BRIEF → Only the lines from the one containing "Task: point out each instance of the round" to the end of the entries should be written out, each exactly as it stands, both ends included.

───── GIVEN DATA ─────

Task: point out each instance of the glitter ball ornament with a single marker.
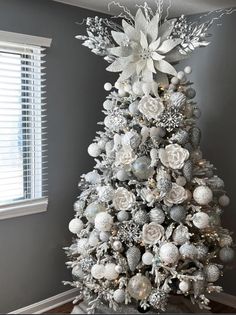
(169, 253)
(133, 255)
(147, 258)
(97, 271)
(203, 195)
(226, 254)
(110, 272)
(92, 210)
(94, 150)
(141, 167)
(188, 251)
(224, 201)
(201, 220)
(139, 287)
(157, 215)
(181, 235)
(76, 226)
(184, 286)
(141, 217)
(212, 273)
(103, 222)
(178, 213)
(119, 296)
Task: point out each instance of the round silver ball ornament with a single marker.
(139, 287)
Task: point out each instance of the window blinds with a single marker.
(23, 134)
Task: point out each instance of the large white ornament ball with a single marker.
(188, 251)
(226, 254)
(212, 273)
(110, 272)
(82, 246)
(139, 287)
(184, 286)
(201, 220)
(169, 253)
(103, 222)
(203, 195)
(224, 201)
(188, 70)
(94, 150)
(119, 296)
(122, 216)
(97, 271)
(157, 215)
(147, 258)
(107, 86)
(92, 210)
(76, 226)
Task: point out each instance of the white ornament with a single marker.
(103, 222)
(173, 156)
(123, 199)
(212, 272)
(224, 201)
(82, 246)
(147, 258)
(110, 272)
(184, 286)
(203, 195)
(157, 215)
(201, 220)
(119, 296)
(107, 86)
(97, 271)
(169, 253)
(92, 210)
(76, 226)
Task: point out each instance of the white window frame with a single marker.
(32, 206)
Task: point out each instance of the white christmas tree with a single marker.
(147, 222)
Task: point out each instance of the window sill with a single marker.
(23, 208)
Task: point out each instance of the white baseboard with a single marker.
(48, 304)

─────

WORKED ANSWER →
Task: point out each instance of the round silver ball ornament with a single marker.
(139, 287)
Task: point out each instance of the window blinds with a single marker.
(23, 134)
Task: point out each instance of the large white ornament ball with a single marker.
(188, 251)
(226, 254)
(212, 273)
(110, 272)
(82, 246)
(139, 287)
(184, 286)
(201, 220)
(169, 253)
(103, 222)
(203, 195)
(224, 201)
(188, 70)
(94, 150)
(119, 296)
(122, 216)
(97, 271)
(157, 215)
(147, 258)
(107, 86)
(92, 210)
(76, 226)
Task: point out each instance of the white ornament with a single marker.
(103, 222)
(173, 156)
(123, 199)
(212, 272)
(224, 201)
(82, 246)
(147, 258)
(110, 272)
(184, 286)
(203, 195)
(157, 215)
(201, 220)
(119, 296)
(107, 86)
(97, 271)
(169, 253)
(92, 210)
(76, 226)
Task: point out each instance of the white window frame with a single marker.
(32, 206)
Task: point out each instance of the white christmas tree with a single marker.
(147, 222)
Task: point out each instance of the window sill with a single marker.
(23, 208)
Task: point out each instance of the white baseboard with a single marker.
(48, 304)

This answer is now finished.